%%

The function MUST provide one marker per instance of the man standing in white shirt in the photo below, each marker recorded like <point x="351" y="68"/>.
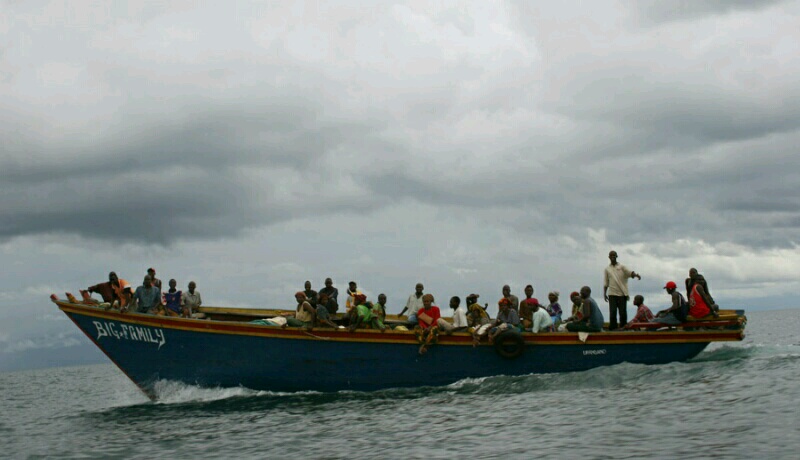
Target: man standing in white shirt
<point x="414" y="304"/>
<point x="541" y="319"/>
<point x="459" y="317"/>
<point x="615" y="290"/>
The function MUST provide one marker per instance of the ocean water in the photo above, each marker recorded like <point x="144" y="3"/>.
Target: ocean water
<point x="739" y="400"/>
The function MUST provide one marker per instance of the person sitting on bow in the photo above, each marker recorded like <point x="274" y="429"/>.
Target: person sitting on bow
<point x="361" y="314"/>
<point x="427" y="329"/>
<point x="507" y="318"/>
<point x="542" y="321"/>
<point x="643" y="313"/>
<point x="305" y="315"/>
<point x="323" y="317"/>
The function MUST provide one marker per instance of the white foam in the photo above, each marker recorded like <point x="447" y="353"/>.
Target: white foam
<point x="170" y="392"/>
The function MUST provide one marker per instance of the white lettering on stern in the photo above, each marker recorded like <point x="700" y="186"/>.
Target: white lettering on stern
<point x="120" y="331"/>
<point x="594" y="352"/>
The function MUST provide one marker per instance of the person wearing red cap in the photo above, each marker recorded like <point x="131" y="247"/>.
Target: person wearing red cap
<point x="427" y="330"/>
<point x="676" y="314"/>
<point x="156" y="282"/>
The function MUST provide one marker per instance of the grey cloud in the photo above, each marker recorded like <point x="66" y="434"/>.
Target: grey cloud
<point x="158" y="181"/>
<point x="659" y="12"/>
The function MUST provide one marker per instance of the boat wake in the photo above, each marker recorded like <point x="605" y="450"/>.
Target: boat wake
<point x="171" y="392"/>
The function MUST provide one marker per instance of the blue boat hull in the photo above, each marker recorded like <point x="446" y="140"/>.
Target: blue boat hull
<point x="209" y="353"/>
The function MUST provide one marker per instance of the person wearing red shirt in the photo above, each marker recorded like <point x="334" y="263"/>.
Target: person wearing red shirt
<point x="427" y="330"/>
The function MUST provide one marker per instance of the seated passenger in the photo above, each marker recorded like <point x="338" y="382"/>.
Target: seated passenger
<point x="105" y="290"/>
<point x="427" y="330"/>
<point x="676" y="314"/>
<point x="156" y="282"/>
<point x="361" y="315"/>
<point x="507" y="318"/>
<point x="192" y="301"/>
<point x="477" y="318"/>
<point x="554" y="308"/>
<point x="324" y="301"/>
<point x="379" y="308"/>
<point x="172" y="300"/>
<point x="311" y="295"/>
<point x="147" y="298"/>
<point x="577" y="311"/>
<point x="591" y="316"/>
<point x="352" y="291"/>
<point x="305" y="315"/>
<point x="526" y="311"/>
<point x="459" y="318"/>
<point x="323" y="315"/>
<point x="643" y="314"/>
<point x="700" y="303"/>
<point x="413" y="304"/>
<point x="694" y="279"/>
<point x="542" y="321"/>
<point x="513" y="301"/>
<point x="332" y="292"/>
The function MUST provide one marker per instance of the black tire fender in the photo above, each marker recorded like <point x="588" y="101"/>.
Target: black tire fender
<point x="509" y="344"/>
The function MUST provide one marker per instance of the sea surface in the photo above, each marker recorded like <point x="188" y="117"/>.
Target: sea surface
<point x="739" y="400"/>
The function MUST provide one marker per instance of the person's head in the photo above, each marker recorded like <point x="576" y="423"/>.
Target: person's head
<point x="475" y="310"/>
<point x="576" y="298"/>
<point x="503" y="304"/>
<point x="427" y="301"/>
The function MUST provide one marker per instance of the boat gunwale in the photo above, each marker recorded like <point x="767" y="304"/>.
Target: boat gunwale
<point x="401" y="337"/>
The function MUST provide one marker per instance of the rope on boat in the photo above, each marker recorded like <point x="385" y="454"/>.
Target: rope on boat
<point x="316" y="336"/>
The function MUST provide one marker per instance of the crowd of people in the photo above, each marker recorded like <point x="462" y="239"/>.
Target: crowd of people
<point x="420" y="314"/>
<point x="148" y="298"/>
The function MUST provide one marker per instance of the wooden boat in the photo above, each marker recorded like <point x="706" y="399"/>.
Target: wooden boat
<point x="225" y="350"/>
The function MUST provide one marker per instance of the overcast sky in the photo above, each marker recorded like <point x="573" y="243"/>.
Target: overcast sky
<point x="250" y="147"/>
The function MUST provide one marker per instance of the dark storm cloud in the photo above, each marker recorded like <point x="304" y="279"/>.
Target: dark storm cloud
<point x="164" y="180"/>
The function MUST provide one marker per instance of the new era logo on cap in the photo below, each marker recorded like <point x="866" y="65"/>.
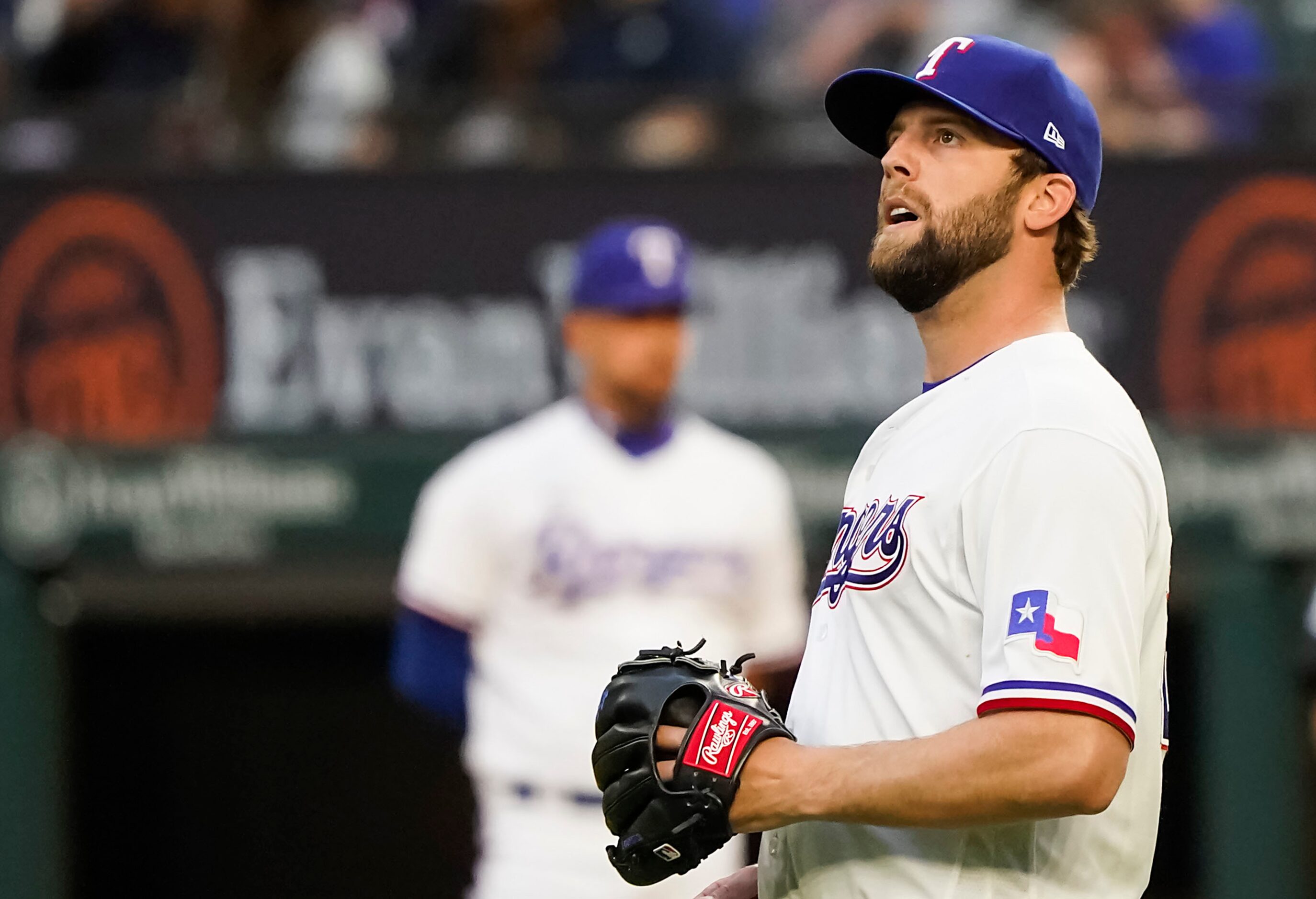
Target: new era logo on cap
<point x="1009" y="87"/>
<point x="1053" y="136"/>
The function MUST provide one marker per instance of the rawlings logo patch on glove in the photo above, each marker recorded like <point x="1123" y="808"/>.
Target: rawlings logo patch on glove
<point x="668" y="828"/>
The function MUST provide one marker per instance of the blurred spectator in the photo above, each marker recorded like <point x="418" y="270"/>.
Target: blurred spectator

%%

**What is being asked:** Reproduce verbatim every line of the records from the one containing "of the rawlings" through the last line, including both.

**Complete response:**
The function MUST provide one marker per instance of the rawlings logo patch on glove in the photo above, each marker recorded like <point x="1123" y="808"/>.
Target: rawlings logo patch on glove
<point x="668" y="828"/>
The function MUST provide one marker per instance of the blurred spectator in the photo above, each marker recorded like <point x="418" y="270"/>.
Target: blurred spectator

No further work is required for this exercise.